Set problem: Copy the line with "Return one point per instance of the door" and all lines following it through the last line of the entries, exactly as written.

[Lines of data]
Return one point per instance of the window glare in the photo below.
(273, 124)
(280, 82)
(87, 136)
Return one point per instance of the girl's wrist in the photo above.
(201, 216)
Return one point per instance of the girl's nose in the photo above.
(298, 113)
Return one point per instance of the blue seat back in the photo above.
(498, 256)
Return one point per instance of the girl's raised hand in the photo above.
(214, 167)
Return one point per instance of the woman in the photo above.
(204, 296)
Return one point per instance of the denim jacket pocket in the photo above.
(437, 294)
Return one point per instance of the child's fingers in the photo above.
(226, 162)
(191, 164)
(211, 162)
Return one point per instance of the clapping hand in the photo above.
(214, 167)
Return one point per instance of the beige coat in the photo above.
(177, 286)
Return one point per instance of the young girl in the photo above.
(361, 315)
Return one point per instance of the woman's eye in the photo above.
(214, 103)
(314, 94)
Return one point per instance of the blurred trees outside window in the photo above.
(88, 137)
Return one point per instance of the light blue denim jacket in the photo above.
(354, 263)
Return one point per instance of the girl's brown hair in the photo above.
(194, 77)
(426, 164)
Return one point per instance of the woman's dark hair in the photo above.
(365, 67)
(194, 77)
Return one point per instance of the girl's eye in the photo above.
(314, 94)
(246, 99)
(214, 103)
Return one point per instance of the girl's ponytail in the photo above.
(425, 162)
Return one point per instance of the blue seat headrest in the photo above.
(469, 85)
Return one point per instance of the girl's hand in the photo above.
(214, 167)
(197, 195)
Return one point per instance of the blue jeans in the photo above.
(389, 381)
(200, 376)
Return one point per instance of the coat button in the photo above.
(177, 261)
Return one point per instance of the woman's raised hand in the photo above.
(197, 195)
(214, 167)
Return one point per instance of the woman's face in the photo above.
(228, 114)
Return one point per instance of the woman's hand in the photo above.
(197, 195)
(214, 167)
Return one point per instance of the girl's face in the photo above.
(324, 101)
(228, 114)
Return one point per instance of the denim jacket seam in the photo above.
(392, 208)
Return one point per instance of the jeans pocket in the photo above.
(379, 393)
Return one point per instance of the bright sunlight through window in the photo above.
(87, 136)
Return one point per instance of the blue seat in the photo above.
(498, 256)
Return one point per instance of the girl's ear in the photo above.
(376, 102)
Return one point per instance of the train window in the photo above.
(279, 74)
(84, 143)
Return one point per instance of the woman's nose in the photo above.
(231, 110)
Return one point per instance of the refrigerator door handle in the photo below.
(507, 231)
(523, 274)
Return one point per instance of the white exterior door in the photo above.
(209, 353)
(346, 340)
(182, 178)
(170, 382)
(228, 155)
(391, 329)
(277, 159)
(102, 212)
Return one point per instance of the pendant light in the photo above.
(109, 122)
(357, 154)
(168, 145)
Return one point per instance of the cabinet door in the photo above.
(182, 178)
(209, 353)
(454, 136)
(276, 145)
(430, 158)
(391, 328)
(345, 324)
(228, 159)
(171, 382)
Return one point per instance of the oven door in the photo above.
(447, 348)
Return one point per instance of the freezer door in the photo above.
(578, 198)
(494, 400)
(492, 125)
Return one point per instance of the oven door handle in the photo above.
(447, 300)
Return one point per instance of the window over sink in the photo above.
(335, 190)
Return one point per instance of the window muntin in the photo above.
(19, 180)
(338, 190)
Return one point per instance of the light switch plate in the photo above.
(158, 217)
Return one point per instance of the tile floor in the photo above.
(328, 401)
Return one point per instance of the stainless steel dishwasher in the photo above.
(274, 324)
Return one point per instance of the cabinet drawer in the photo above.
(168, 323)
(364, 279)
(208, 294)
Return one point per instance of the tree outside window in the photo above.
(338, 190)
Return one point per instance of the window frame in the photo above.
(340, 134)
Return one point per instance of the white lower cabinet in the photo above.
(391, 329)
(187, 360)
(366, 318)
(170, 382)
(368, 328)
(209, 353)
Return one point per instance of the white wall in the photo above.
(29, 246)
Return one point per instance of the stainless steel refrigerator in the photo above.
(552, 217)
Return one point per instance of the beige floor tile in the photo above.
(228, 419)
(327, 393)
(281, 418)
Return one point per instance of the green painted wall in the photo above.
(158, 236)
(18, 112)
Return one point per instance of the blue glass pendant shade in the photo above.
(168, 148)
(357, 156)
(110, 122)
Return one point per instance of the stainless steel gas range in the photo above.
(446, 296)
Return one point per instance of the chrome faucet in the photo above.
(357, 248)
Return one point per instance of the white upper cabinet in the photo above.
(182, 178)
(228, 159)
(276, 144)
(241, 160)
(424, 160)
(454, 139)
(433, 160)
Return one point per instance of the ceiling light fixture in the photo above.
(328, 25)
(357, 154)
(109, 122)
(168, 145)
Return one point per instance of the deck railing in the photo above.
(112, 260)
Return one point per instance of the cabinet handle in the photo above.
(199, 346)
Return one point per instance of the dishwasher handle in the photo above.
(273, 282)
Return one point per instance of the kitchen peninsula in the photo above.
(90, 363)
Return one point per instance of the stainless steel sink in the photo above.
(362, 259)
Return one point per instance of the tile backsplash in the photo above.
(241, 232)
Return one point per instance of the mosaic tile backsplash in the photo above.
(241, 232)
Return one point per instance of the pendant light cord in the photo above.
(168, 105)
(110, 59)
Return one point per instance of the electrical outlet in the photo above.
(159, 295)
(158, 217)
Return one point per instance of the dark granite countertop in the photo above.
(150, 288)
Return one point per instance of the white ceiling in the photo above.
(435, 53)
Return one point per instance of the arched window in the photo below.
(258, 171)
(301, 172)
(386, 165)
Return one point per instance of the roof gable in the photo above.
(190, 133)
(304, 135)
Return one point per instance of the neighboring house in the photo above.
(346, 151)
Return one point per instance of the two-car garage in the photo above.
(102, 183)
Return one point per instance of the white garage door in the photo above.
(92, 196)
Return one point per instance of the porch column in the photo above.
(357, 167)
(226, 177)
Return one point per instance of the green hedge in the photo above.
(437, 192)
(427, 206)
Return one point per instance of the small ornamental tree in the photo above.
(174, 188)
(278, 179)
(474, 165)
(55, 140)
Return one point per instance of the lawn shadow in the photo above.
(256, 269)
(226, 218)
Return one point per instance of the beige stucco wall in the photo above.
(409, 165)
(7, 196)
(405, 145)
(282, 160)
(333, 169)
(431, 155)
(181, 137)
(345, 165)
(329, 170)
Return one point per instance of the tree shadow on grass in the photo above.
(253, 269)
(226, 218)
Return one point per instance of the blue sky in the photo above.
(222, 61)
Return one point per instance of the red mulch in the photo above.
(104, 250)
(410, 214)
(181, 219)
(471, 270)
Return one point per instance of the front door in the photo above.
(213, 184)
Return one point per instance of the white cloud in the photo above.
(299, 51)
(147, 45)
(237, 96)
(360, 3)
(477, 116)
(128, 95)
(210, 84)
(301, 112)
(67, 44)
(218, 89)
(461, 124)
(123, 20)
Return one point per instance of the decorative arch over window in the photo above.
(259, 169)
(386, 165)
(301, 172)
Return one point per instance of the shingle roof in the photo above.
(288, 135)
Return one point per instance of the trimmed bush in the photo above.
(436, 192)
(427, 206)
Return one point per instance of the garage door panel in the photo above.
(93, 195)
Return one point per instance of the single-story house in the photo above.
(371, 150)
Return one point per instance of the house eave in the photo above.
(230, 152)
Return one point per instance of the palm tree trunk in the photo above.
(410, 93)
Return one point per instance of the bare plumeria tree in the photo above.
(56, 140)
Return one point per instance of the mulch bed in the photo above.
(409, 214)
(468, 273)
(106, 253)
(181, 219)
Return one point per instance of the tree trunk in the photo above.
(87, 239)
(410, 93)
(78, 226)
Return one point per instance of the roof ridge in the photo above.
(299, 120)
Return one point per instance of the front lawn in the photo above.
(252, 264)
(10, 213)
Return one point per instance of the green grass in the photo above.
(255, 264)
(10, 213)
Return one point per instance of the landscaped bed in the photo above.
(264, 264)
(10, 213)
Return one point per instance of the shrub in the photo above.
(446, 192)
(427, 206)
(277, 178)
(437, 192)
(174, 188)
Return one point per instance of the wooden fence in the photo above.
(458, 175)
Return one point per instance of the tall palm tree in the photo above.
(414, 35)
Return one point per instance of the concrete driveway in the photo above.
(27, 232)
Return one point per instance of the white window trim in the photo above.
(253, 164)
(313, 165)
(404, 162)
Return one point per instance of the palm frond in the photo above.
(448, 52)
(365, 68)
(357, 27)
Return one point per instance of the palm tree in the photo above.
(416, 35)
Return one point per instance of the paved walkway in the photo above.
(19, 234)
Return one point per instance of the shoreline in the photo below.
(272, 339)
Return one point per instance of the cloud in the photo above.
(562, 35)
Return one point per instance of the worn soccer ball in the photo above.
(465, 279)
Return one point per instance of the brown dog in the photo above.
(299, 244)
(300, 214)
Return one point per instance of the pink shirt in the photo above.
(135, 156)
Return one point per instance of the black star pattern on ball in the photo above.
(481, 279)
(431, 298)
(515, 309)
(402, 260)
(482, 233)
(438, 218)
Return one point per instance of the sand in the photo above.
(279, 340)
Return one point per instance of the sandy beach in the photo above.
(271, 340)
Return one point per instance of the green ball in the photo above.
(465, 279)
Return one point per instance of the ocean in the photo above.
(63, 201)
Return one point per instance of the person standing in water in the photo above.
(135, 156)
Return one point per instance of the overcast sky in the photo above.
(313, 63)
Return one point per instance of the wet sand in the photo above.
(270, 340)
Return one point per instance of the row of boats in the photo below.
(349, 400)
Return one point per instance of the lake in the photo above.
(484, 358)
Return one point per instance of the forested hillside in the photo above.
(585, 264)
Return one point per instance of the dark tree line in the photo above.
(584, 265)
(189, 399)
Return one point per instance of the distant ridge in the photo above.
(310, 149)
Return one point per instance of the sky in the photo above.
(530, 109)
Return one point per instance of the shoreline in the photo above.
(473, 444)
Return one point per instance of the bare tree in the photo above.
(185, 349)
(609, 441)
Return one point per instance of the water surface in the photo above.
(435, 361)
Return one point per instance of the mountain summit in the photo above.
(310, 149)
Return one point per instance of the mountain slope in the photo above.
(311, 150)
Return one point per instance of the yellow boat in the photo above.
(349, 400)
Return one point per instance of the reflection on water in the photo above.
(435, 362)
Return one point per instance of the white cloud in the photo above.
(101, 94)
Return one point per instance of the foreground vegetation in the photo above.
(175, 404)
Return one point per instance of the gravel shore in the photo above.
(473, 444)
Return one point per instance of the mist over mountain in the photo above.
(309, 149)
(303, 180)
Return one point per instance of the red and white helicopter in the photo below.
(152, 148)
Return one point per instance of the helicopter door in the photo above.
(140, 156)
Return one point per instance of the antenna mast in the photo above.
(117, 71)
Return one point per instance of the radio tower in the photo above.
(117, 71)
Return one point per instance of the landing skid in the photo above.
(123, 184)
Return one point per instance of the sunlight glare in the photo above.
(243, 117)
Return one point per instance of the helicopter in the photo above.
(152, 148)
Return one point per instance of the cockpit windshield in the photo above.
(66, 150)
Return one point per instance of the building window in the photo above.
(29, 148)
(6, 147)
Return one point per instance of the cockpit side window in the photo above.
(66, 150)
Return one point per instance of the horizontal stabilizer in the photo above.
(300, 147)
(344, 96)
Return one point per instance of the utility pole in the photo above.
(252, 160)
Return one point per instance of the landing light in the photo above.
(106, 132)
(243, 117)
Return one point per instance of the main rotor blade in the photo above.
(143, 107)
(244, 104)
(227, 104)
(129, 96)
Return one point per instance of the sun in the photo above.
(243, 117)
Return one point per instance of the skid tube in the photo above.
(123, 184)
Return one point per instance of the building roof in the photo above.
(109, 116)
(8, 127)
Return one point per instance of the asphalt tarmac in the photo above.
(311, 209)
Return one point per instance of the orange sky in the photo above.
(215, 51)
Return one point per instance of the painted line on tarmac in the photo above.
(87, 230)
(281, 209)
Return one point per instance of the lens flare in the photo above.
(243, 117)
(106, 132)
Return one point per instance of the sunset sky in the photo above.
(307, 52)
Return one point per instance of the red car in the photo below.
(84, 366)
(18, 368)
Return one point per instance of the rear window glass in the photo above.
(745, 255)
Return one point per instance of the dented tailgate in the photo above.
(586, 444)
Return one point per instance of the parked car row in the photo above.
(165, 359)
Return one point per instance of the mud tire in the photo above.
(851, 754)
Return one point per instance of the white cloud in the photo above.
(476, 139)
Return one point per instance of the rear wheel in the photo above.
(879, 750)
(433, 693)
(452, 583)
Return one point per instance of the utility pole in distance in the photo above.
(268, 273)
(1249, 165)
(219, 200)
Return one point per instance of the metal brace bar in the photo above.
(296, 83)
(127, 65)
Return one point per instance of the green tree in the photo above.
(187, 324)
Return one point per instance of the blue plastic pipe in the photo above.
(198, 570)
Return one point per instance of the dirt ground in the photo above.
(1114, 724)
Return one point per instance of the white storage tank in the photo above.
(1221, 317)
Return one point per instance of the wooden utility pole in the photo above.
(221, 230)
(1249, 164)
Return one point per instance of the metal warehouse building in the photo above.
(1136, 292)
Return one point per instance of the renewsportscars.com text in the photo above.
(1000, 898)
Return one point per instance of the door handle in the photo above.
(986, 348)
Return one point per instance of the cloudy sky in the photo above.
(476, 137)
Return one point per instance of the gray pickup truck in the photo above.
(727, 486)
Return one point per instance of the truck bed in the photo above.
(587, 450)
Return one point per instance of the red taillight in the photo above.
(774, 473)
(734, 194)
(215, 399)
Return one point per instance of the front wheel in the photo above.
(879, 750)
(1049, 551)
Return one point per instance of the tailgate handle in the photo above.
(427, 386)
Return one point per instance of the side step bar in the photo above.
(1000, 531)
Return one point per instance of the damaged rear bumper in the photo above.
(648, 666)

Full output:
Return one point per instance of the door handle in the photo above.
(986, 348)
Return one point per instance of the cloudy sky in the photo above.
(476, 137)
Return one point per instance of the gray pickup truck in the photo above.
(727, 486)
Return one point per instance of the truck bed in the photo above.
(587, 450)
Return one point per instance of the red taillight in the photo above.
(774, 473)
(734, 194)
(215, 399)
Return one point per instance of the front wheel in the photo above.
(879, 750)
(1049, 551)
Return one point per instance of the tailgate handle in the photo above.
(427, 386)
Return one point per instance of the side step bar in the photo above.
(1000, 531)
Return one point per instance of the damaged rear bumper in the photo above.
(648, 666)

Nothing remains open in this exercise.